Text passage:
(begin)
The result of these decisions, (says Story’s Conflict of Laws, section 253), certainly is that the mere knowledge of the illegal purpose for which goods are purchased, will not affect the validity of the contract of sale of goods, intended to be smuggled into a foreign country, even in the courts of that country; but there must be some participation or interest of the seller in the act itself.

These are all the reported cases cited by the counsel, or met with in our researches, that go, even in appearance, to sustain the position assumed by the plaintiff. It is evident, however, that it is only in appearance that they sustain it. They do not go to the extent of holding, that if the goods are sold, as alleged in the answer of defendant, “ with intent to enable the defendant to violate the laws of this State,” the contract is valid and enforceable here ; but it will be seen that, if it at all enters as an ingredient into the contract between the parties, that the goods shall be smuggled, or that the seller shall do some act to assist or facilitate the smuggling, or to assist, or be instrumental in breaking the laws of another State or nation, the seller is deemed an active party, and the contract will not be enforced.

A case exactly in point is that of Weymell v. Reid, 5 Durnford & East, 599. The defendants applied to the plaintiff, a foreigner at Lisle, for a quantity of lace, which he knew was to be smuggled into England; and for that purpose, it was to be packed by plaintiff in a peculiar manner, by the direction of defendant, for the more easy conveyance of it without discovery. The defence to the suit was, that it was a smuggling transaction; and it was held, *429that as the plaintiff was concerned in giving assistance to the defendant to smuggle the goods, by packing them in a manner most suitable for, and with intent to aid that pulpóse, he cannot resort to the laws of England to assist him in carrying his contract into execution. The case did not rest merely in plaintiff’ ’s knowledge of the use intended to be made of the goods. If he undertook to deliver the goods in the manner shown, knowing the use intended to be made of them, he was offending against the laws of his country in the very contract itself. If the contract and delivery are complete abroad, and the seller does no act to assist in the illegal use to be made of the goods, the contract, it was held, would be valid, and might be recovered upon in England.

The cases of Biggs v. Lawrence, 3 Durnford & East, 454, and Clugas v. Penaluna, 4 Durnford & East, 466, were actions for the price of goods sold abroad, and packed in a certain way, to enable the defendant to smuggle them into England. The plaintiffs and defendants were English .subjects. Though the contracts were made abroad, the court held, that they were to be considered as contracts made in England, and in direct violation of the laws of the country. Goods sold abroad, and delivered there in the fair course of trade, may be recovered for, though they be afterwards smuggled into England, (as in the case of Holman v. Johnson); but if the plaintiff assists in the act of smuggling, by packing the goods in a particular way, used for the purpose of smuggling, and with a view to evade the laws of the country to which they are to be exported, the whole transaction is tainted, and the seller cannot receive the aid of the laws of such country to recover their value.
(end)
Given records:
(begin)
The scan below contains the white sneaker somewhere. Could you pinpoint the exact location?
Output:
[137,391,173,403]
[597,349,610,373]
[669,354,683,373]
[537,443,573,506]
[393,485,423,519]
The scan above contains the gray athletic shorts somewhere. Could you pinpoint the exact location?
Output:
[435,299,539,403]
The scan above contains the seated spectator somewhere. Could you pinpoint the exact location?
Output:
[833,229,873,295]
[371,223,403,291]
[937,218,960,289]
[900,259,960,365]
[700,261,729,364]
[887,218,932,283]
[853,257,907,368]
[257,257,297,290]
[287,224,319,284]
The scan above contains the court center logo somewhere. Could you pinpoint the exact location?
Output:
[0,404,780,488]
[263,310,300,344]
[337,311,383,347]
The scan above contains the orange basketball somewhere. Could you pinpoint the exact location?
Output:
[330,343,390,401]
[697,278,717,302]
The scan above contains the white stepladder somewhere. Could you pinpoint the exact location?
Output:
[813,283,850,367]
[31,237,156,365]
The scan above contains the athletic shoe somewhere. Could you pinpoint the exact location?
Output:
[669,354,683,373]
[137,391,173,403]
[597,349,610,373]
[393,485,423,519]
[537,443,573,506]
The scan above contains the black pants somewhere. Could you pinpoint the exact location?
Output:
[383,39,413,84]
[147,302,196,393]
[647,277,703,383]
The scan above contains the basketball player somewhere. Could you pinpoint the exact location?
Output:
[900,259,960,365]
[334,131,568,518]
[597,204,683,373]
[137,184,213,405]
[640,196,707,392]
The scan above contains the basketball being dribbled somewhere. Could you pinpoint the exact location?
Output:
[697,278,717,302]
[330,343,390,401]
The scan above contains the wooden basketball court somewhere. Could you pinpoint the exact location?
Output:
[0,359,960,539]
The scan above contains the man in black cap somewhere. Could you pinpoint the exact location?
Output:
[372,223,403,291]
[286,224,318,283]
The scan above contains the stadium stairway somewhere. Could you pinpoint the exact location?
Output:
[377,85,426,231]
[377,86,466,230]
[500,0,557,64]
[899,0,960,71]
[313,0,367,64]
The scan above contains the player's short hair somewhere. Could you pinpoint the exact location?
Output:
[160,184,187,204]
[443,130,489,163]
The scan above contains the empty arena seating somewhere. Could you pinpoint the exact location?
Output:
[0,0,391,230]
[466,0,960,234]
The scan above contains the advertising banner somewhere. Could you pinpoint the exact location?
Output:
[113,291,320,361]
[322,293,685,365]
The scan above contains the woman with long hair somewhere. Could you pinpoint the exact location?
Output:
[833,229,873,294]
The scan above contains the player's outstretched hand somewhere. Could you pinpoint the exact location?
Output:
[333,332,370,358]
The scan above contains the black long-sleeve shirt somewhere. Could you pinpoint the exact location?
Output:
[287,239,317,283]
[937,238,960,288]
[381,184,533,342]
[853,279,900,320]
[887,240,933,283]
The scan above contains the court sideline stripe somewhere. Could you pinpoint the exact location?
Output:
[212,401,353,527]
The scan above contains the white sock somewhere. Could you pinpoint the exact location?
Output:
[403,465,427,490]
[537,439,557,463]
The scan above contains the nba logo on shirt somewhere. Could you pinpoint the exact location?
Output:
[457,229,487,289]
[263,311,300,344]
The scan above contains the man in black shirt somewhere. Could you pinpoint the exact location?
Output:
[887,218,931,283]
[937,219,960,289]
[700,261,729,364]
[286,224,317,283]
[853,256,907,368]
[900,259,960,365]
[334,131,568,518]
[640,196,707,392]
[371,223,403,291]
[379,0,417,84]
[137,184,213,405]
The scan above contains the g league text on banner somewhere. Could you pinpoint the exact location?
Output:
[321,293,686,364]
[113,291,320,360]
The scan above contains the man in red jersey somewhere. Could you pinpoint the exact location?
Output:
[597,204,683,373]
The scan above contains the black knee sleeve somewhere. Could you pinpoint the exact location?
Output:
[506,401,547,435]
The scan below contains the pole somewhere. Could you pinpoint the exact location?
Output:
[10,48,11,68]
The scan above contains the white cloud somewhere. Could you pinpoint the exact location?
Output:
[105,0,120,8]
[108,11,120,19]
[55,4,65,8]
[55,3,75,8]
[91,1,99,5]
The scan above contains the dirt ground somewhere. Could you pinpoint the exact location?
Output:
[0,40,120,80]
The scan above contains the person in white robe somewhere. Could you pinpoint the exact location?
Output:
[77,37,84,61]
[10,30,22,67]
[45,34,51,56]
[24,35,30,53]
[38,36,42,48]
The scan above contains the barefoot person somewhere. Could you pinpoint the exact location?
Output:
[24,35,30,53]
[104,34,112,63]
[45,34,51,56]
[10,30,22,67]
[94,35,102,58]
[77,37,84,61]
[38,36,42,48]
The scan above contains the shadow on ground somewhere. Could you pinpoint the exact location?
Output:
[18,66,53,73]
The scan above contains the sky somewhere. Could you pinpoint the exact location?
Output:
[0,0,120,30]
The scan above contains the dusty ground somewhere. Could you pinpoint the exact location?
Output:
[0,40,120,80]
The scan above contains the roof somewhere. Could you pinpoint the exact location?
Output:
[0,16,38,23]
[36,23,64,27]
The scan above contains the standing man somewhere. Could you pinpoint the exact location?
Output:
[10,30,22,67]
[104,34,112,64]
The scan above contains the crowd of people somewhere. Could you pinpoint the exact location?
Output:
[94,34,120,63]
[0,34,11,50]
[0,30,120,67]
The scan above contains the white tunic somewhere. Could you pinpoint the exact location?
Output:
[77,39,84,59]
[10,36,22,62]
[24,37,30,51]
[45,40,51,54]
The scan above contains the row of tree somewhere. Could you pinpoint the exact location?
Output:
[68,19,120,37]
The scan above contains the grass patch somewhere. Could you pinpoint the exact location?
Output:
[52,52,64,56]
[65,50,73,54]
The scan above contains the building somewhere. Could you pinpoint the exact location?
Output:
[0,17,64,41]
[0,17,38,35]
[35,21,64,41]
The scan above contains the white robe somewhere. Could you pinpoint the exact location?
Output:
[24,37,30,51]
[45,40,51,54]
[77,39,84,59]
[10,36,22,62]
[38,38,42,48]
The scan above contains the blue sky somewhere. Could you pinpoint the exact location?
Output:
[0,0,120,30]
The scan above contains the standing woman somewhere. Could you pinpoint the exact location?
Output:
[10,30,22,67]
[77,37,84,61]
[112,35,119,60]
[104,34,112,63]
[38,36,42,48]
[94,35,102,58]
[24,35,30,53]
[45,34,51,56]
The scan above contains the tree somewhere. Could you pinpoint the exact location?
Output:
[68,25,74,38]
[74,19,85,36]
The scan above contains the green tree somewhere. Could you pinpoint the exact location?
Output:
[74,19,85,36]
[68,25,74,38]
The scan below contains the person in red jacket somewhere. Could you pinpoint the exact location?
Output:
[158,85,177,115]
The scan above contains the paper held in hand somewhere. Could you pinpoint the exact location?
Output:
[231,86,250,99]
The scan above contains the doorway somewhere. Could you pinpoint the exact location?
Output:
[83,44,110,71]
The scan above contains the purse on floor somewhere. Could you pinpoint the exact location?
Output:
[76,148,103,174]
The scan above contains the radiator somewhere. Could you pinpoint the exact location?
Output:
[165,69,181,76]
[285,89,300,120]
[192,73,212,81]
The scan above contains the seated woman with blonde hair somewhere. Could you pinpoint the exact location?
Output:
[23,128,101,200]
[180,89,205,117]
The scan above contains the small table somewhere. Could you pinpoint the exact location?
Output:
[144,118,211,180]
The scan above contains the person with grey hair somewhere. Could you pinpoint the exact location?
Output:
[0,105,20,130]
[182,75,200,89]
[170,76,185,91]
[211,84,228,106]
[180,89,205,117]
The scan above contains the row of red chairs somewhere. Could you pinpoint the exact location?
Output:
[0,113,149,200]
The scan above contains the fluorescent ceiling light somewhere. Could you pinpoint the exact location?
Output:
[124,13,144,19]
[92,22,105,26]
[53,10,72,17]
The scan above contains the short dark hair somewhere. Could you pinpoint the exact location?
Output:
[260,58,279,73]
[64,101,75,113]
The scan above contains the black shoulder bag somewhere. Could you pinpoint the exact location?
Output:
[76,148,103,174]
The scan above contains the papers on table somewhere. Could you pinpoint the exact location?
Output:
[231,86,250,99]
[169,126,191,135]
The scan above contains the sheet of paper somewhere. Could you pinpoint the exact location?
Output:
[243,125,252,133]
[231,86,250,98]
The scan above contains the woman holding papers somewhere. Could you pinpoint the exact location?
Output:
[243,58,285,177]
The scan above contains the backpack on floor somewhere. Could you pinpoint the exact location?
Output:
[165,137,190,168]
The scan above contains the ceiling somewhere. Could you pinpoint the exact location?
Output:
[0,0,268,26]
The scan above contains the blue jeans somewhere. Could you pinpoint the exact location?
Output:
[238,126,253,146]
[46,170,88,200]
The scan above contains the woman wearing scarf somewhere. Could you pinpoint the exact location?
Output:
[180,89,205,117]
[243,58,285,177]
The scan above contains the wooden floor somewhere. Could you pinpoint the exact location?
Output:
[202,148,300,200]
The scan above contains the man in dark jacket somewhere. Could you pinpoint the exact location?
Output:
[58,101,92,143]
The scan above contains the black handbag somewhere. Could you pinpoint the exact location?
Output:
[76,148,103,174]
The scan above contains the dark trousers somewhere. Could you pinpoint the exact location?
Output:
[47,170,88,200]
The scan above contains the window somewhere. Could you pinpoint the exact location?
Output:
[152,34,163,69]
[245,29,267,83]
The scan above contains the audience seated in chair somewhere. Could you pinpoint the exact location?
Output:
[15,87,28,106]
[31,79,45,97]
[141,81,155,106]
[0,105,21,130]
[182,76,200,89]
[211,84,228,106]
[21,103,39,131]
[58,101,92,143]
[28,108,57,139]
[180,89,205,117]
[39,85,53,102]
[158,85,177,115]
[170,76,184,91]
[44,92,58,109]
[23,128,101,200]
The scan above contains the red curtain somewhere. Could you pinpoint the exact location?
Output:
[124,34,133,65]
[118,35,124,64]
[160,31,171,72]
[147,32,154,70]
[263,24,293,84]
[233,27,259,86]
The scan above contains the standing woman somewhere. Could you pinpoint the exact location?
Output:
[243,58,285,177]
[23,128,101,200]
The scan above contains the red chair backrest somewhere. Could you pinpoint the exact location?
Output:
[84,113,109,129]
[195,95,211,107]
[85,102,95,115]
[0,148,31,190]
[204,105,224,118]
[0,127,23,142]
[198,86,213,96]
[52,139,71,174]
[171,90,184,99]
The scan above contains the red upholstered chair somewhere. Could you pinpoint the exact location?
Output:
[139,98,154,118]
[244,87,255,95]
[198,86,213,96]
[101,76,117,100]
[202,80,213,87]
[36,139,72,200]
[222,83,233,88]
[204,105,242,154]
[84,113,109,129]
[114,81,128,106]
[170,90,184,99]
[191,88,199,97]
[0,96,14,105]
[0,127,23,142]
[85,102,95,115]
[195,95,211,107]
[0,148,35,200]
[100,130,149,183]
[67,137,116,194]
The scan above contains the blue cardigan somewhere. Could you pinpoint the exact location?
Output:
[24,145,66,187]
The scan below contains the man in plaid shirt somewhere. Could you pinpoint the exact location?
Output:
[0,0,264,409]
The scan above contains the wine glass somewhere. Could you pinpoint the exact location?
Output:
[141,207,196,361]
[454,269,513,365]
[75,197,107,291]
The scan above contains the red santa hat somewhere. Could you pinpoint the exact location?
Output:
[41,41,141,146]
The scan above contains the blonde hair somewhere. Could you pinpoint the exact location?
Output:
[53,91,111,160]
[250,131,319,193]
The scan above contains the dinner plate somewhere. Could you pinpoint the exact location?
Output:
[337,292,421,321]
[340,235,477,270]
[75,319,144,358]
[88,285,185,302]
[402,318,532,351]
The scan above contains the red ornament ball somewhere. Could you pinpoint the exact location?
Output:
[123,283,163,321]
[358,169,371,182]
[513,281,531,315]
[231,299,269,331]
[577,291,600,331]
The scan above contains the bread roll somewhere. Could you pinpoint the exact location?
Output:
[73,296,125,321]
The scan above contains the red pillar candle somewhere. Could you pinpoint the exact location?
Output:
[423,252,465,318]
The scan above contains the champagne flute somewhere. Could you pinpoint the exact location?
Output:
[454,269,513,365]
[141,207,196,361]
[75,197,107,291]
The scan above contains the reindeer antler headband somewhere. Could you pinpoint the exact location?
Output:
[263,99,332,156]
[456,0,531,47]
(end)
Given task: Reproduce word for word the part of the passage on smuggling contracts that begins at "The result of" and stops after "the act itself.".

Completed exercise:
The result of these decisions, (says Story’s Conflict of Laws, section 253), certainly is that the mere knowledge of the illegal purpose for which goods are purchased, will not affect the validity of the contract of sale of goods, intended to be smuggled into a foreign country, even in the courts of that country; but there must be some participation or interest of the seller in the act itself.